[[ Material supplied open ]]

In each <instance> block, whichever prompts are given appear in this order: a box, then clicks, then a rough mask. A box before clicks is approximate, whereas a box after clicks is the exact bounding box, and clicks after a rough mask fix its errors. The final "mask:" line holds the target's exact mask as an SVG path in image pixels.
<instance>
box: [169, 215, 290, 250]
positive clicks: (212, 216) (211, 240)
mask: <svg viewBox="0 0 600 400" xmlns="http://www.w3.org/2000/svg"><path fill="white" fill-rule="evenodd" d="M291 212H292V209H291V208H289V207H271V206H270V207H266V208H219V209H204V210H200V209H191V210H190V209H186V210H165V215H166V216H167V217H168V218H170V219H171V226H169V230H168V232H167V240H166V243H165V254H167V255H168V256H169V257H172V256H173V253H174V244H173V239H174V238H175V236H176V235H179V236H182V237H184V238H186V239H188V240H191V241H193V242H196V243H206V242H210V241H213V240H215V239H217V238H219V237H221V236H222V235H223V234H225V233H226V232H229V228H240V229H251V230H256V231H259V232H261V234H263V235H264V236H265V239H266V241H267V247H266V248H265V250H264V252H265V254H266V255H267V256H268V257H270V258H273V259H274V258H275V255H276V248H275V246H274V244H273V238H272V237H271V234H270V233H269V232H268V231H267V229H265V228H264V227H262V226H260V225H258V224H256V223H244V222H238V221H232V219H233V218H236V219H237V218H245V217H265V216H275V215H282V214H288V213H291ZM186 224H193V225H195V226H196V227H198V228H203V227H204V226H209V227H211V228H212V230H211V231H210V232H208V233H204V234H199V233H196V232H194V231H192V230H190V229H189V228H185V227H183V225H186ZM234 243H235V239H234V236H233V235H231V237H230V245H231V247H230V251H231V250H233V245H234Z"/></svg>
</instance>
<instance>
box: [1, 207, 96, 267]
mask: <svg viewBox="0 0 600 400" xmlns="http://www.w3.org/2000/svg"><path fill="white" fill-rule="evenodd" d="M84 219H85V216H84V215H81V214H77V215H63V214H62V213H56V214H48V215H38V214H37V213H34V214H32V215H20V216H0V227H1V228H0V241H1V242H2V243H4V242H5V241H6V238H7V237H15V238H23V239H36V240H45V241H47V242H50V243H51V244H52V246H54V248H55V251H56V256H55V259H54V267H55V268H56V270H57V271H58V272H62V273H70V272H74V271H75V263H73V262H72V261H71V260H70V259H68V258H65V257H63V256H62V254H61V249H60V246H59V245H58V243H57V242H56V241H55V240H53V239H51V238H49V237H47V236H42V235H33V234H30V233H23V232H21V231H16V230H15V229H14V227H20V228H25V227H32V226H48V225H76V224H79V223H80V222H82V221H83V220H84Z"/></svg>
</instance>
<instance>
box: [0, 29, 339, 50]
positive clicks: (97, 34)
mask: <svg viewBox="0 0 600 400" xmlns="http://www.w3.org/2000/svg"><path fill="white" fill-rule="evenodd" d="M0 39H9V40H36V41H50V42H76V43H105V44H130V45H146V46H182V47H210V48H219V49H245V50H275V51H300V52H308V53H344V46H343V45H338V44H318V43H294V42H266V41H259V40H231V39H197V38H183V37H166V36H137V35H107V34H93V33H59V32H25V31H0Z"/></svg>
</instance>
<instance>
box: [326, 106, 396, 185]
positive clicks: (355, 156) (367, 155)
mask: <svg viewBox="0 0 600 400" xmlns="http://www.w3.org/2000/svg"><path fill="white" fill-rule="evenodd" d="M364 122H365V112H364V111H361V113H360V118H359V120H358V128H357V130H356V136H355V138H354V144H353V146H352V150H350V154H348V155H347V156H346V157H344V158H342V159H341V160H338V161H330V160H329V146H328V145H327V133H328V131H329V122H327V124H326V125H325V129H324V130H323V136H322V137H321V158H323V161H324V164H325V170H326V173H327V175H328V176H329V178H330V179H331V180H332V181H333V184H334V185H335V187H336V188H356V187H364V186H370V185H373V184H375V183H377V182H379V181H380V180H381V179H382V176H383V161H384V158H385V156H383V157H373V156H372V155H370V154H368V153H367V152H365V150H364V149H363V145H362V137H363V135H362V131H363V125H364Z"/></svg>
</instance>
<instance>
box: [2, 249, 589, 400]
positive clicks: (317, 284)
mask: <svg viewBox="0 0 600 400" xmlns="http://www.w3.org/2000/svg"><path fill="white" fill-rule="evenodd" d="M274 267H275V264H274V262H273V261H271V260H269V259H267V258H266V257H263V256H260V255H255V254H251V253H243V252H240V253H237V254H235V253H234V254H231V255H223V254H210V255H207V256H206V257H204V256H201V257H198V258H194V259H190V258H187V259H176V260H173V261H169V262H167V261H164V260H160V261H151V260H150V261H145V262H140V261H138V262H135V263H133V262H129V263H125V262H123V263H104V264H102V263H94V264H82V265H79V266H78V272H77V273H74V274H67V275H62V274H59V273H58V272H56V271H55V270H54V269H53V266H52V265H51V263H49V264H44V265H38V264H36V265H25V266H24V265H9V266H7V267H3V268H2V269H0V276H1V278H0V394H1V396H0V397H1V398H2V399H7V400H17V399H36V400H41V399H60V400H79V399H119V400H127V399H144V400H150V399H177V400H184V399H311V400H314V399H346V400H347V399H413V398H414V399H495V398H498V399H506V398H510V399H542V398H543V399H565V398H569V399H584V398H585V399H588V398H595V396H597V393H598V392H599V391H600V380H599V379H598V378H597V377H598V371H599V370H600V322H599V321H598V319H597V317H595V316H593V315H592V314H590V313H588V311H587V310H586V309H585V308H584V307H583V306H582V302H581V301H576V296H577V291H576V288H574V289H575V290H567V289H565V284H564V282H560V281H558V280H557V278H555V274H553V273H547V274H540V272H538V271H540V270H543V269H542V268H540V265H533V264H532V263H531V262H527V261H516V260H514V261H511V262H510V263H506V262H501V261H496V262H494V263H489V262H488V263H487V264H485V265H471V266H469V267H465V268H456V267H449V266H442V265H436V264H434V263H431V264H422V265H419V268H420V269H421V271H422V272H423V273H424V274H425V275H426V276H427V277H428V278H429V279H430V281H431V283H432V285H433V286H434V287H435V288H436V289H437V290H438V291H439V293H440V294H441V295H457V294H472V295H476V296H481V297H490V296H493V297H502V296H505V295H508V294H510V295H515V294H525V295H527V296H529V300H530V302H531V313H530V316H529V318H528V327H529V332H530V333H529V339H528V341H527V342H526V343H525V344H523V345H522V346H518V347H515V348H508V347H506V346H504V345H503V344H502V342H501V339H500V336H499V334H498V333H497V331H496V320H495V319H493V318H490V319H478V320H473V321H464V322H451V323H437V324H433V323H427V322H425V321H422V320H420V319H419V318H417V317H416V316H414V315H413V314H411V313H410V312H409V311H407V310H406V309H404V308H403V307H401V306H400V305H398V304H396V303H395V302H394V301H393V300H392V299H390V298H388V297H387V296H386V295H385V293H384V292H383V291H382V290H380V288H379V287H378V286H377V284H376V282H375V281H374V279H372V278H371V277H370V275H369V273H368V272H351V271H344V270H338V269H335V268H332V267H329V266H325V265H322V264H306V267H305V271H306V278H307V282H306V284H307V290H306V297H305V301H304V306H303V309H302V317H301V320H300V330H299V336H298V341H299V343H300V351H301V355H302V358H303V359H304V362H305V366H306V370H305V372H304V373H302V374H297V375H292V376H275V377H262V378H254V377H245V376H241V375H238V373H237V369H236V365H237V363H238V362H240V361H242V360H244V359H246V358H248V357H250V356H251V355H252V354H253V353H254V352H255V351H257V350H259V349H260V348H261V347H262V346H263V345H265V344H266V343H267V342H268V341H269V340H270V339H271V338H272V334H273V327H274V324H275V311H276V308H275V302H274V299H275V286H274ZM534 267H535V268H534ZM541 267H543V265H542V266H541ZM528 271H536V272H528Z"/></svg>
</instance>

[[ Material supplied closed ]]

Return every line of the material above that contains the string "positive", treating uppercase and lowercase as different.

Solution —
positive clicks: (212, 216) (211, 240)
positive clicks: (97, 34)
positive clicks: (355, 156) (367, 155)
positive clicks: (317, 284)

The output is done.